#### [Entries provided]
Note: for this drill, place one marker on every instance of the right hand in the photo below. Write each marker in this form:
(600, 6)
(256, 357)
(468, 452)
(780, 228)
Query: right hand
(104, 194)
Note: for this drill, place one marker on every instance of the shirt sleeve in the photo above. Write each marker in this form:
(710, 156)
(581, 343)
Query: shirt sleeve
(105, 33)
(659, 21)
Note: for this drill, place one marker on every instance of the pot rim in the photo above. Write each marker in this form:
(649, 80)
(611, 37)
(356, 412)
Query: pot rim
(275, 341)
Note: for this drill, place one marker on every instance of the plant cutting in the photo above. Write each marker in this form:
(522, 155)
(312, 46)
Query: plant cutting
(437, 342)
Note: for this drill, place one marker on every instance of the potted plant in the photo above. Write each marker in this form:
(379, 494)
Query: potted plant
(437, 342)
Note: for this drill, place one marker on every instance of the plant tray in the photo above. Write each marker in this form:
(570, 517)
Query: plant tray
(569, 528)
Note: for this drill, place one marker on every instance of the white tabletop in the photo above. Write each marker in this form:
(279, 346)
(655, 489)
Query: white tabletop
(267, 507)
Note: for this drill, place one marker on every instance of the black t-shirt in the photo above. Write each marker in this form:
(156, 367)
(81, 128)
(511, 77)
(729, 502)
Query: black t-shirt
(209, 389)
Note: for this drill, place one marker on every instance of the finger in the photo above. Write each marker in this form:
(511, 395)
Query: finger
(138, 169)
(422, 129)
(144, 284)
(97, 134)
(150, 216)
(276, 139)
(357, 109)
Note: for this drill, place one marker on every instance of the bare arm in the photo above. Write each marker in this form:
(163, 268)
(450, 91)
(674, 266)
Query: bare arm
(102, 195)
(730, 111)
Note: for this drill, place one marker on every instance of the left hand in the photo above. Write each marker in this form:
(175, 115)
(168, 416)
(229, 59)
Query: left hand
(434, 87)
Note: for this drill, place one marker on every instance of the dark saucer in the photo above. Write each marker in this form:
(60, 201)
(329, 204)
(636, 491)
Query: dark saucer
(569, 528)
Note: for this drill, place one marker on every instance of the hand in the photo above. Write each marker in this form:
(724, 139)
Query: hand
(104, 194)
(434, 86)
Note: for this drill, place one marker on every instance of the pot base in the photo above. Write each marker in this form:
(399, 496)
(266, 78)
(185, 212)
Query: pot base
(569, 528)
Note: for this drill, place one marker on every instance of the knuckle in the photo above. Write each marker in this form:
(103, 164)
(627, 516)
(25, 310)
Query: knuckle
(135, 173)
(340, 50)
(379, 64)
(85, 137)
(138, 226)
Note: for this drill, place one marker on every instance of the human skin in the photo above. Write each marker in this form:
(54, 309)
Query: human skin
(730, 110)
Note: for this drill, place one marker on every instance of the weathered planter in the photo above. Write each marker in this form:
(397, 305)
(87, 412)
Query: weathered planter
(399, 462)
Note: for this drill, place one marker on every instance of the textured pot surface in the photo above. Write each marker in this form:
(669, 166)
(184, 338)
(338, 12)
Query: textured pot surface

#### [The problem]
Switch every "drill" in the material above to "exercise" and write out all of its lines again, leaving everything else unchanged.

#### [Response for this exercise]
Note: for this exercise, place one marker on every instance of the right hand in the photo below. Write each marker in this form:
(600, 6)
(256, 357)
(468, 452)
(780, 228)
Query: right hand
(104, 194)
Note: for this exercise, place one marker on every instance of the shirt sleeve in the photo above. Write each marker in this form:
(710, 156)
(581, 343)
Query: shirt sleeve
(105, 33)
(659, 21)
Note: for this exercise, place one marker on every instance of the pot rim in the photo above. Write each marker in this form:
(649, 80)
(611, 37)
(356, 412)
Query: pot rim
(275, 341)
Note: for this exercise, place one marker on every instance of the plant cutting in the photo above. Write each marker in this form:
(522, 155)
(312, 46)
Query: plant cutting
(437, 342)
Note: for this exercise, place one marker on every instance of the potted plant in the photo above. Write each marker in this form:
(379, 494)
Query: potted plant
(437, 342)
Note: for this exercise, place one marker on every instance of the plant tray in the photo above. Write each marker in this form:
(570, 517)
Query: plant tray
(569, 528)
Note: for this exercise, place one marker on every instance of the white tabletop in the photo above. Write each marker in this form:
(279, 346)
(655, 489)
Query: white tabletop
(267, 507)
Note: for this exercise, place one marker on every instance of the black t-shirt in the photo above. Write each marker in this form:
(156, 367)
(81, 128)
(511, 77)
(729, 502)
Query: black t-shirt
(209, 389)
Note: for this exercise, place one marker on every instance of the finger in the photo above. Write each marker in this form:
(511, 395)
Query: finger
(138, 169)
(422, 129)
(144, 284)
(97, 134)
(150, 216)
(276, 139)
(357, 109)
Note: for this exercise, place one marker on every instance of the bare arm in the photo above. Write each marker in this form:
(163, 268)
(450, 91)
(674, 266)
Query: bare arm
(102, 195)
(730, 111)
Note: for this exercise, place one marker on every instance of the left hand in the photo above. Write each marker in this form:
(175, 115)
(168, 416)
(229, 59)
Query: left hand
(434, 87)
Note: for this exercise, place one marker on every instance of the dark saucer in the photo above. Write each marker in this form:
(60, 201)
(329, 204)
(636, 491)
Query: dark saucer
(569, 528)
Note: for this exercise, place one marker on every instance of the hand in the photo above. Write each marker in this form:
(724, 139)
Query: hand
(104, 194)
(434, 86)
Note: for this exercise, place one marker on every instance of the pot base in the photo above. Write each marker in this form:
(399, 496)
(266, 78)
(185, 212)
Query: pot base
(569, 528)
Note: for this exercise, place one marker on every instance of the knuckle in the photo above. Write each marker in this form:
(103, 164)
(627, 516)
(25, 310)
Query: knuckle
(135, 173)
(340, 50)
(379, 64)
(85, 137)
(138, 226)
Note: for this exercise, place one marker on every instance of the human skin in the photo above. Write each marker in this form:
(54, 309)
Query: human skin
(730, 110)
Note: for this exercise, place one marker on every instance of the weathered planter in the photo above. Write each marker in this form:
(397, 305)
(87, 412)
Query: weathered planter
(399, 462)
Note: for this exercise, place one marker on every instance of the textured pot surface in the photo above. Write each marker in this form:
(669, 166)
(184, 338)
(338, 12)
Query: textured pot surface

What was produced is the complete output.